▶ Aim
Copy the listing below word for word, from start to finish, but leave out the pictures.

▶ Task input
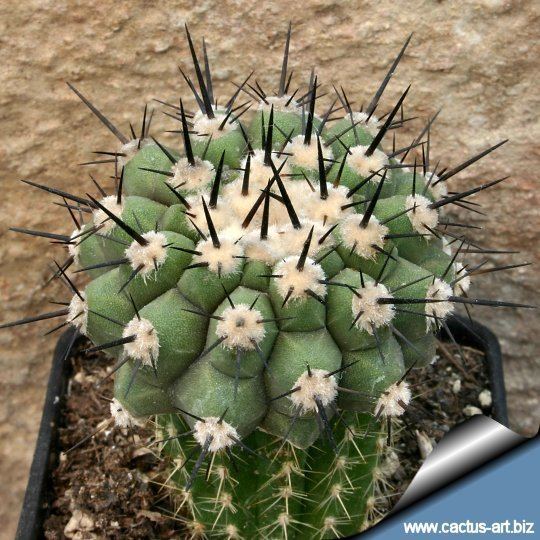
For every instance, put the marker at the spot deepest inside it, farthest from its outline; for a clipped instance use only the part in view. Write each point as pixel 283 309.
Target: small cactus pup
pixel 265 289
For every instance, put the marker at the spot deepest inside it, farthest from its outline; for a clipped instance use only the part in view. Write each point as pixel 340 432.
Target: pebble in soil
pixel 109 487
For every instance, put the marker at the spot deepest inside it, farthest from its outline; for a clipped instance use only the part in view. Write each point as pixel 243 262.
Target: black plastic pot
pixel 38 493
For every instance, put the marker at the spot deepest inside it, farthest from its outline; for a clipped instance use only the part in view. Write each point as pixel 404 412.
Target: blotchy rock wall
pixel 475 59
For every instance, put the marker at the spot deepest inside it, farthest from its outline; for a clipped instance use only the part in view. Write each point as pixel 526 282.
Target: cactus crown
pixel 265 294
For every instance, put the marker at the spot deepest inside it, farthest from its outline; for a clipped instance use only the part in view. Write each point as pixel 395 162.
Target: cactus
pixel 265 293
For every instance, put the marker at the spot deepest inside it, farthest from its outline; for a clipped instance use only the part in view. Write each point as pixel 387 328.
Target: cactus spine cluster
pixel 265 293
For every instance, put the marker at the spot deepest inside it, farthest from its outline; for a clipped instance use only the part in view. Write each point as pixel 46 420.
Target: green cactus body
pixel 266 340
pixel 264 294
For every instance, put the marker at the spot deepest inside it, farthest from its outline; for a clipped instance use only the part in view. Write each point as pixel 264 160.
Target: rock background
pixel 477 59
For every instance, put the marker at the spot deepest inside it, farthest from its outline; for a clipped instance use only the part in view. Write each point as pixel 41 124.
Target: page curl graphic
pixel 463 449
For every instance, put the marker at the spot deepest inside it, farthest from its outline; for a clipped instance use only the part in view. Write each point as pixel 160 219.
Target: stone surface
pixel 476 59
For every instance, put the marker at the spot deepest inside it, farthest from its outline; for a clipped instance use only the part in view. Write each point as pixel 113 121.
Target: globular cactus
pixel 265 294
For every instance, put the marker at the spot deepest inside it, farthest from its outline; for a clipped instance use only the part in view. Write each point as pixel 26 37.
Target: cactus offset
pixel 265 294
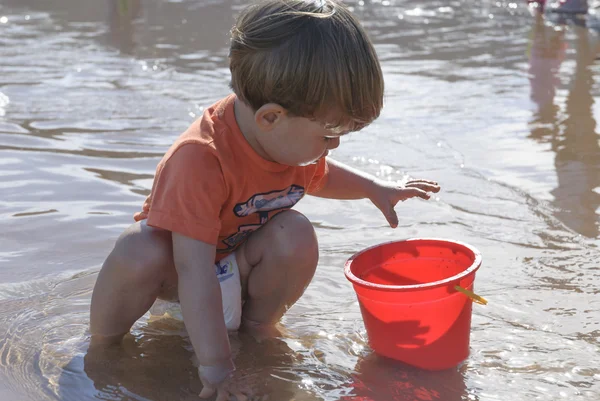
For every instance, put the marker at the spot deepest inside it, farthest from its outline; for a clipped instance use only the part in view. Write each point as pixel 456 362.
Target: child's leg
pixel 277 263
pixel 138 270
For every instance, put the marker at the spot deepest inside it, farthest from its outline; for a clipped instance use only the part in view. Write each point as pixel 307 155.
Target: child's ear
pixel 269 116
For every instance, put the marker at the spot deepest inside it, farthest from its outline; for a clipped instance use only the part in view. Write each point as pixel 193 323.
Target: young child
pixel 303 74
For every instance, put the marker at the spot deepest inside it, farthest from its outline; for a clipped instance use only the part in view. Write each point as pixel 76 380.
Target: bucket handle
pixel 472 296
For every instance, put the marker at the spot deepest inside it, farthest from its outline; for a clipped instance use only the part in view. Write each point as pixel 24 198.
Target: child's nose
pixel 333 143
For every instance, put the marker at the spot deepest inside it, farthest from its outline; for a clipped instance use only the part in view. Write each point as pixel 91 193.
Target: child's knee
pixel 295 237
pixel 142 254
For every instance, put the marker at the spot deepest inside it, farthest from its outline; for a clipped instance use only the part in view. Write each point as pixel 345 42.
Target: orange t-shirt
pixel 212 186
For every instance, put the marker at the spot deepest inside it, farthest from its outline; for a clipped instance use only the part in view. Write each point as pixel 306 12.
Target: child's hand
pixel 385 195
pixel 226 389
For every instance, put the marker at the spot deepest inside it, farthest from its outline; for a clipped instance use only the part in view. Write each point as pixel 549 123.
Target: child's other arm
pixel 345 182
pixel 201 305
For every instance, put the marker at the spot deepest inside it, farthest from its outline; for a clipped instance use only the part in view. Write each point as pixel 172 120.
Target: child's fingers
pixel 391 216
pixel 413 192
pixel 430 186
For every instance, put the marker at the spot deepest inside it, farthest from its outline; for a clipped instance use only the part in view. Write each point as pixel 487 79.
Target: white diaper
pixel 228 274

▶ Answer for the task
For every instance, put the marker at the spot deepest inside it, farthest from its outline; for a clipped instance use only the part in view. Write each point as pixel 283 309.
Target: small cactus pup
pixel 265 289
For every instance, put the marker at the spot deepest inside it, farthest from its outline; for a clipped instance use only the part in view. Write each point as pixel 340 432.
Target: pebble in soil
pixel 109 487
For every instance, put the marker at the spot deepest inside it, farthest from its outline; for a clipped instance use only the part in view. Write each point as pixel 243 262.
Target: black plastic pot
pixel 38 493
For every instance, put the marker at the spot deepest inside it, farthest from its outline; for a clipped instance use only the part in view. Write each point as pixel 404 412.
Target: blotchy rock wall
pixel 475 59
For every instance, put the marker at the spot deepest inside it, farthest from its outline; for a clipped instance use only the part in view. Write each point as pixel 526 282.
Target: cactus crown
pixel 265 294
For every instance, put the marker at the spot deepest inside it, farthest from its outline; for a clipped instance use only the part in view. Write each point as pixel 395 162.
Target: cactus
pixel 265 293
For every instance, put the marker at the spot deepest inside it, farthest from its outline; for a clipped instance use only the part in view. Write each point as pixel 387 328.
Target: cactus spine cluster
pixel 265 293
For every instance, put the marker at the spot deepest inside it, farthest from its outline; for a clipped instance use only the part in view. Write each point as pixel 46 420.
Target: green cactus body
pixel 266 340
pixel 264 294
For every instance, put the marker at the spot deepest inside it, farthest from its outline; for a clipped instance use only the part in view. Write each point as pixel 264 160.
Target: rock background
pixel 477 59
For every instance, put the marker at the spot deepest inside it, farthest from its outline; for a clipped instance use only the part in view. Write each point as pixel 41 124.
Target: page curl graphic
pixel 463 449
For every instance, put the marker at the spot deepest inside it, farthest from its outline; for a clipped instance use only the part in view. Write each point as pixel 160 219.
Target: stone surface
pixel 476 59
For every instance, put the marker at the spot deepest inside it, farthest from its outline; for a clipped instance use only the part in view. Write each point as pixel 113 121.
Target: globular cactus
pixel 265 294
For every instance, put the marker at the spot deepest inside it, farthest from its outline; for a clipped instance use only the part in view. Write each point as pixel 26 37.
Target: cactus offset
pixel 265 294
For every instance, put the marker at the spot deepest inside it, farthest from its outline; for a clipped instance use only the part in view. Write each point as pixel 456 362.
Target: child's leg
pixel 277 263
pixel 138 270
For every instance, put the marker at the spot deepest inside it, farthest from its outline; for a clipped instance use only the part in view. Write each point as pixel 307 155.
Target: child's ear
pixel 269 116
For every instance, put the marker at the spot deepest inside it, farthest from its outline; for a clipped instance use only the part in view. Write each point as pixel 193 323.
Target: young child
pixel 303 74
For every instance, put the marker at the spot deepest inside it, farthest from its outline; for a clipped instance use only the part in view. Write each point as pixel 76 380.
Target: bucket handle
pixel 472 296
For every instance, put the marker at the spot deepest inside it, farthest from its outline; for a clipped instance use only the part in view. Write each point as pixel 24 198.
Target: child's nose
pixel 333 143
For every instance, put the marker at the spot deepest inside it, farthest from its outline; for a clipped instance use only the part in view. Write each point as pixel 91 193.
Target: child's knee
pixel 295 237
pixel 142 254
For every instance, put the marker at the spot deepest inside it, farthest from its outline; for a clipped instance use only the part in view. Write each point as pixel 345 42.
Target: orange t-shirt
pixel 212 186
For every instance, put the marker at the spot deepest inside it, farthest from its outline; for a clipped instance use only the part in view. Write each point as pixel 306 12.
Target: child's hand
pixel 385 195
pixel 226 389
For every instance, put the marker at the spot deepest inside it, farthest from its outline; for a clipped instance use only the part in view. Write each point as pixel 549 123.
Target: child's other arm
pixel 345 182
pixel 201 305
For every instance, put the marker at the spot deepest inside it, farthest from its outline; for a clipped instance use only the part in view. Write each point as pixel 172 120.
Target: child's fingers
pixel 391 216
pixel 413 192
pixel 430 186
For every instance, put the marker at the spot deepest inside it, farthest from its outline; for a clipped instance use only the part in view. Write each point as pixel 487 79.
Target: white diaper
pixel 228 274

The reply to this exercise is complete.